╭──
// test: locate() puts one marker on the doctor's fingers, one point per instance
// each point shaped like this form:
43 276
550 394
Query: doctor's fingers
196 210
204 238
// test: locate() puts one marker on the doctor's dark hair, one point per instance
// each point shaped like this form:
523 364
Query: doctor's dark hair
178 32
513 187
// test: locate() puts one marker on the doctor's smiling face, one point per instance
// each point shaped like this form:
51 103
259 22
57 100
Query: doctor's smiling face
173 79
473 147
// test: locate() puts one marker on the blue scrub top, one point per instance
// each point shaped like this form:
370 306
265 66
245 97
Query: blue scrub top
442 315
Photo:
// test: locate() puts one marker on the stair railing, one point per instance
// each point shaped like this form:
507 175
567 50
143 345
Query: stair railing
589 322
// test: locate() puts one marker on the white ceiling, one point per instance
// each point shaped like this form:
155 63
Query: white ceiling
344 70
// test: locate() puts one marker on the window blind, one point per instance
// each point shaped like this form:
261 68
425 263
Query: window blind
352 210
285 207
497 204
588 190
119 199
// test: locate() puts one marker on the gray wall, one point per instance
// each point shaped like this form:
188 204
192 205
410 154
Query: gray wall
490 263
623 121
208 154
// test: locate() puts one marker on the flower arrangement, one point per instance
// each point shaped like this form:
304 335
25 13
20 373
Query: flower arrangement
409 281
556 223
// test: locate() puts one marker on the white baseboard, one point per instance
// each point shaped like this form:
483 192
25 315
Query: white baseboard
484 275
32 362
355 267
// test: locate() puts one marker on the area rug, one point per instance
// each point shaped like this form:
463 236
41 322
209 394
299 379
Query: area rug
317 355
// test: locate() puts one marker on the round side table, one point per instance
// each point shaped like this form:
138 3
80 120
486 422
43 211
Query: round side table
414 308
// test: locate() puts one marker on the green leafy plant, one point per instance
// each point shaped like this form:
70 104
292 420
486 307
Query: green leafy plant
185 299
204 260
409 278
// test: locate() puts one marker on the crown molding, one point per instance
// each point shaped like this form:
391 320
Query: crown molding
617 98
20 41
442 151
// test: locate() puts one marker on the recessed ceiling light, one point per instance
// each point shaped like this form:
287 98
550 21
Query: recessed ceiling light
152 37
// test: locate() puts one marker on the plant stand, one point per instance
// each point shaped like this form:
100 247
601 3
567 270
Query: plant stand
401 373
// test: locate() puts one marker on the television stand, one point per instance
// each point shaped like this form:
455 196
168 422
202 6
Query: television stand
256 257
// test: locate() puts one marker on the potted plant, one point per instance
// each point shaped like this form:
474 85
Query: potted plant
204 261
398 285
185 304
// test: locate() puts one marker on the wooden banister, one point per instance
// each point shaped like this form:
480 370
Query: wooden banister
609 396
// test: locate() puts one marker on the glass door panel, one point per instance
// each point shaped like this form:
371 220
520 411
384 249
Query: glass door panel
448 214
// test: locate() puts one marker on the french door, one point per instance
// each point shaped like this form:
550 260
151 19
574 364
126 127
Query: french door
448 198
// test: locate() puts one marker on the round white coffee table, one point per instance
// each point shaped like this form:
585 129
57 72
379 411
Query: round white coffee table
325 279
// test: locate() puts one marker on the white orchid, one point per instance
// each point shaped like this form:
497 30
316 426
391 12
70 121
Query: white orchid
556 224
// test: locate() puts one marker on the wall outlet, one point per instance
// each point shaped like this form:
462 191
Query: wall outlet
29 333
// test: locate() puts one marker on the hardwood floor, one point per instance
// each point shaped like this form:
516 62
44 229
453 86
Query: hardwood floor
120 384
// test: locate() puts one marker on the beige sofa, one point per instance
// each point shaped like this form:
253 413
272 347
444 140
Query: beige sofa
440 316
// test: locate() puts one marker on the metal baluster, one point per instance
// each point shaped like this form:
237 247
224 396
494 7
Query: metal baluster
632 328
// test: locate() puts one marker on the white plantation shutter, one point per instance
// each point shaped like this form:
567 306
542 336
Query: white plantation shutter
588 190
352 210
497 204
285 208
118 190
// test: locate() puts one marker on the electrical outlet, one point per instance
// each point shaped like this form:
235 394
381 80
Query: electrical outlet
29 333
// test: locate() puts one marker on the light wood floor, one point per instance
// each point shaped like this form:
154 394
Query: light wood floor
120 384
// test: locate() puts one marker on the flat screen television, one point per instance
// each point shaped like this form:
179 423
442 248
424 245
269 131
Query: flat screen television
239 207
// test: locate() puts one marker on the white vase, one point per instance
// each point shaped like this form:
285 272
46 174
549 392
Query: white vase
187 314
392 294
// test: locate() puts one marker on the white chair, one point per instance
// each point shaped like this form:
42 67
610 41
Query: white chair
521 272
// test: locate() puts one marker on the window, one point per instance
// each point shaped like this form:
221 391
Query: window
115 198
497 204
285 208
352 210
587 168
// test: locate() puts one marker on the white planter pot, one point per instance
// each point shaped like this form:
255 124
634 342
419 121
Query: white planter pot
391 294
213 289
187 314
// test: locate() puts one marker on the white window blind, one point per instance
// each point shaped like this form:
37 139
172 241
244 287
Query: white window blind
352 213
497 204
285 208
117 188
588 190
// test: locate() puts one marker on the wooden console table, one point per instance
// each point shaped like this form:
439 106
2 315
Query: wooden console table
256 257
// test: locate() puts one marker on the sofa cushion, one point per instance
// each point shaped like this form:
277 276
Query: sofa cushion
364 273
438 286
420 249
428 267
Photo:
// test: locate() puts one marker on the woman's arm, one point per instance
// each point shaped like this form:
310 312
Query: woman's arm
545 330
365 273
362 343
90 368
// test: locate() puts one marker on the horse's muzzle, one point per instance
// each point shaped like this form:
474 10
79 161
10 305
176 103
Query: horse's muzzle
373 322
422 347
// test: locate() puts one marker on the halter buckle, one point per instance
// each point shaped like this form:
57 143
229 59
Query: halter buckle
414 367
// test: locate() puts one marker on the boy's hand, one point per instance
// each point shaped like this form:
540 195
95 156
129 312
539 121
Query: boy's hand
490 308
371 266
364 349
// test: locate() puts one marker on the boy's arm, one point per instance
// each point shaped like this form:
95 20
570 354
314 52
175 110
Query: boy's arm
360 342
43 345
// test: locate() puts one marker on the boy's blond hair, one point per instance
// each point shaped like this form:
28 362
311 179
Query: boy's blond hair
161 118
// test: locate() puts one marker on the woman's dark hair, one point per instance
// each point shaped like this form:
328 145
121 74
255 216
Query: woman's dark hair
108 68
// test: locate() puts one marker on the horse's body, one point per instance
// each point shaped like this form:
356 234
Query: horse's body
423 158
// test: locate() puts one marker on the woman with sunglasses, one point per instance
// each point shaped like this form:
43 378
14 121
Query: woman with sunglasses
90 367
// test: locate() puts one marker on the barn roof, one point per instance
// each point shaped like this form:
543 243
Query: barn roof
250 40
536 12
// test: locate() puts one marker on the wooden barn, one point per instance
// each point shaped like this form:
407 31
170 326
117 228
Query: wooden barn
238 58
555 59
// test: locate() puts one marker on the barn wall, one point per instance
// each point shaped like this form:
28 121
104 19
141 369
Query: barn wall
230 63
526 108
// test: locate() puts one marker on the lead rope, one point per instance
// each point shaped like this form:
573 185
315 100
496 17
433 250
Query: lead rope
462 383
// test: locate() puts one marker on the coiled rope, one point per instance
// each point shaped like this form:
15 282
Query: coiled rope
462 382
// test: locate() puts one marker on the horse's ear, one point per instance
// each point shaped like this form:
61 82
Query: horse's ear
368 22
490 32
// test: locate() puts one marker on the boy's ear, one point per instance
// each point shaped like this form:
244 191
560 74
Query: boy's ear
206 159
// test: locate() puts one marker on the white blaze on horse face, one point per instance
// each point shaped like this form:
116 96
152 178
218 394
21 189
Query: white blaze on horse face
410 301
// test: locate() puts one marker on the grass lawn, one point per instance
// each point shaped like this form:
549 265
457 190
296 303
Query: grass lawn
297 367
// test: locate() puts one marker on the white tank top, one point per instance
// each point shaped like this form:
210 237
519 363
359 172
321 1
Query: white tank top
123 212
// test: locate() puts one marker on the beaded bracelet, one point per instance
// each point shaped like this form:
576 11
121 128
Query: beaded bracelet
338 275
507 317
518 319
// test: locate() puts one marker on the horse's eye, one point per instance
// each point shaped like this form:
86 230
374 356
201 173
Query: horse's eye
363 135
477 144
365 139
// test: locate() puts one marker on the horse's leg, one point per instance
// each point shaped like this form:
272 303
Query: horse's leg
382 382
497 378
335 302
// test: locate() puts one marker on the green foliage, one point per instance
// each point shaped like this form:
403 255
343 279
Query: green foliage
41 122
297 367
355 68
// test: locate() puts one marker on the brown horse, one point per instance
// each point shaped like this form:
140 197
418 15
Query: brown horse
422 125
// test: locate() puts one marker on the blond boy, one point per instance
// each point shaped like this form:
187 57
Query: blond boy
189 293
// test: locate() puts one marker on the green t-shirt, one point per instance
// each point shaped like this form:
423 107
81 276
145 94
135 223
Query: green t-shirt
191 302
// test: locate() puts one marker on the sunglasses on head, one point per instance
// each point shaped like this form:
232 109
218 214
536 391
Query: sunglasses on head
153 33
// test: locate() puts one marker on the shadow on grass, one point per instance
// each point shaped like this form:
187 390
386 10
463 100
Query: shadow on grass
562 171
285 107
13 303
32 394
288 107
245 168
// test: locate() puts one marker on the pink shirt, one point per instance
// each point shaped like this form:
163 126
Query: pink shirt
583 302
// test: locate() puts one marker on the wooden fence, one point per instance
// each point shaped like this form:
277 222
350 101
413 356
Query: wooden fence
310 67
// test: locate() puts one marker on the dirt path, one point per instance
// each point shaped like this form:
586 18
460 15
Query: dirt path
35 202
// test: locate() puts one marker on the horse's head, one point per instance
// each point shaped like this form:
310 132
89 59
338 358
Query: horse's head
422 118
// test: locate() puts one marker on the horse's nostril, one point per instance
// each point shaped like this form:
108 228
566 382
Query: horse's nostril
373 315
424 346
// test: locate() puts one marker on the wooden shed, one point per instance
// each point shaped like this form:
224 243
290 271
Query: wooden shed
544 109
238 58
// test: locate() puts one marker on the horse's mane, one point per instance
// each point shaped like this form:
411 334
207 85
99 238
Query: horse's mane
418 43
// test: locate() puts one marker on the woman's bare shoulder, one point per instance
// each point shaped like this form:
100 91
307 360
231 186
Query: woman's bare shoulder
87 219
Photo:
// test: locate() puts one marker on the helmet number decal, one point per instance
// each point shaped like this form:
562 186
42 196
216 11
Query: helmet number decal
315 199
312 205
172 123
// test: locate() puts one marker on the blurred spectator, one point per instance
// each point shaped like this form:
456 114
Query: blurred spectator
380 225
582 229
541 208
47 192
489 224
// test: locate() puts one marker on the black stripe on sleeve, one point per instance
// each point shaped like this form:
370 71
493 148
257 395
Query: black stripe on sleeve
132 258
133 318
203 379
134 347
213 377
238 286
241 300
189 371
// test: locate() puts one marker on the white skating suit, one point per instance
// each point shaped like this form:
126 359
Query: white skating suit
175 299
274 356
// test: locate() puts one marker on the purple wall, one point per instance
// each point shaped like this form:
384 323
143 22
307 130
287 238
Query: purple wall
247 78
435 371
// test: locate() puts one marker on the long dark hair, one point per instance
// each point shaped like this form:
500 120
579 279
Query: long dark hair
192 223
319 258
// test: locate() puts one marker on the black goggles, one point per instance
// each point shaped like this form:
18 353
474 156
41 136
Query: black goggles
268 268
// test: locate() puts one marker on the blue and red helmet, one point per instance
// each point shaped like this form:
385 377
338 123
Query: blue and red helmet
╰──
What you are asked to do: All that is wanted is the stretch of lines above from the one containing "barn wall, one point per instance" through the one containing "horse face, one point per instance", duplicated exactly.

Finished task:
// test: locate() puts one marker on the barn wall, one point per instance
// each point shaped like this form:
28 121
104 19
141 369
Query: barn wall
230 63
526 108
// test: locate() puts one marker on the lead rope, one point per instance
// each point shaped like this form:
573 185
315 100
496 17
433 250
Query: lead rope
462 383
// test: locate() puts one marker on the coiled rope, one point per instance
// each point shaped like this form:
15 282
Query: coiled rope
462 382
// test: locate() puts one marker on the horse's ear, one point per instance
// each point shaped like this form:
61 82
Query: horse's ear
368 22
490 32
// test: locate() puts one marker on the boy's ear, one point per instance
// each point shaped like this form:
244 191
560 74
Query: boy's ear
206 159
// test: locate() puts one marker on the white blaze on horse face, one point per instance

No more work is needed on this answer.